» Stated problem
Output every line of the items below as a JSON list of strings, one string per line, omitting blank lines and the pictures.

[Point annotation dataset items]
########################################
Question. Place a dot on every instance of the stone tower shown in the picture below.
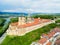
(29, 18)
(21, 20)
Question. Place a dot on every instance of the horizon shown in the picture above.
(26, 6)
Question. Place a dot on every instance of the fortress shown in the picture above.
(25, 25)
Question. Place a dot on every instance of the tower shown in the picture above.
(21, 20)
(29, 19)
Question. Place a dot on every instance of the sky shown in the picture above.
(38, 6)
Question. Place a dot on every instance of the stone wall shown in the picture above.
(23, 31)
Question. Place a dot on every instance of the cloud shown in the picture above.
(34, 5)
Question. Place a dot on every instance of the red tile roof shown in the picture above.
(49, 35)
(36, 21)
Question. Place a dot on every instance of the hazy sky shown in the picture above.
(45, 6)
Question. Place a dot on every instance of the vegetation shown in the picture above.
(58, 21)
(45, 16)
(14, 19)
(2, 21)
(29, 37)
(3, 26)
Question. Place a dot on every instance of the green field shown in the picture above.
(29, 37)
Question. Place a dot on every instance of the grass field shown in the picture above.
(29, 37)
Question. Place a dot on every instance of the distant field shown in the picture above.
(29, 37)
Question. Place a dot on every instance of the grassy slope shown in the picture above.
(29, 37)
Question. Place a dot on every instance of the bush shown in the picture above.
(29, 37)
(14, 19)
########################################
» Exercise solution
[
  "Question. Place a dot on every instance of the stone tower shown in the picture below.",
  "(29, 18)",
  "(21, 20)",
  "Question. Place a dot on every instance of the horizon shown in the picture above.",
  "(26, 6)",
  "Question. Place a dot on every instance of the fortress shown in the picture above.",
  "(25, 25)",
  "Question. Place a dot on every instance of the tower shown in the picture above.",
  "(21, 20)",
  "(29, 19)",
  "Question. Place a dot on every instance of the sky shown in the picture above.",
  "(38, 6)",
  "Question. Place a dot on every instance of the stone wall shown in the picture above.",
  "(23, 31)",
  "Question. Place a dot on every instance of the cloud shown in the picture above.",
  "(34, 5)",
  "Question. Place a dot on every instance of the red tile roof shown in the picture above.",
  "(49, 35)",
  "(36, 21)",
  "Question. Place a dot on every instance of the hazy sky shown in the picture above.",
  "(45, 6)",
  "Question. Place a dot on every instance of the vegetation shown in the picture above.",
  "(58, 21)",
  "(45, 16)",
  "(14, 19)",
  "(2, 21)",
  "(29, 37)",
  "(3, 26)",
  "Question. Place a dot on every instance of the green field shown in the picture above.",
  "(29, 37)",
  "Question. Place a dot on every instance of the grass field shown in the picture above.",
  "(29, 37)",
  "Question. Place a dot on every instance of the distant field shown in the picture above.",
  "(29, 37)",
  "Question. Place a dot on every instance of the grassy slope shown in the picture above.",
  "(29, 37)",
  "Question. Place a dot on every instance of the bush shown in the picture above.",
  "(29, 37)",
  "(14, 19)"
]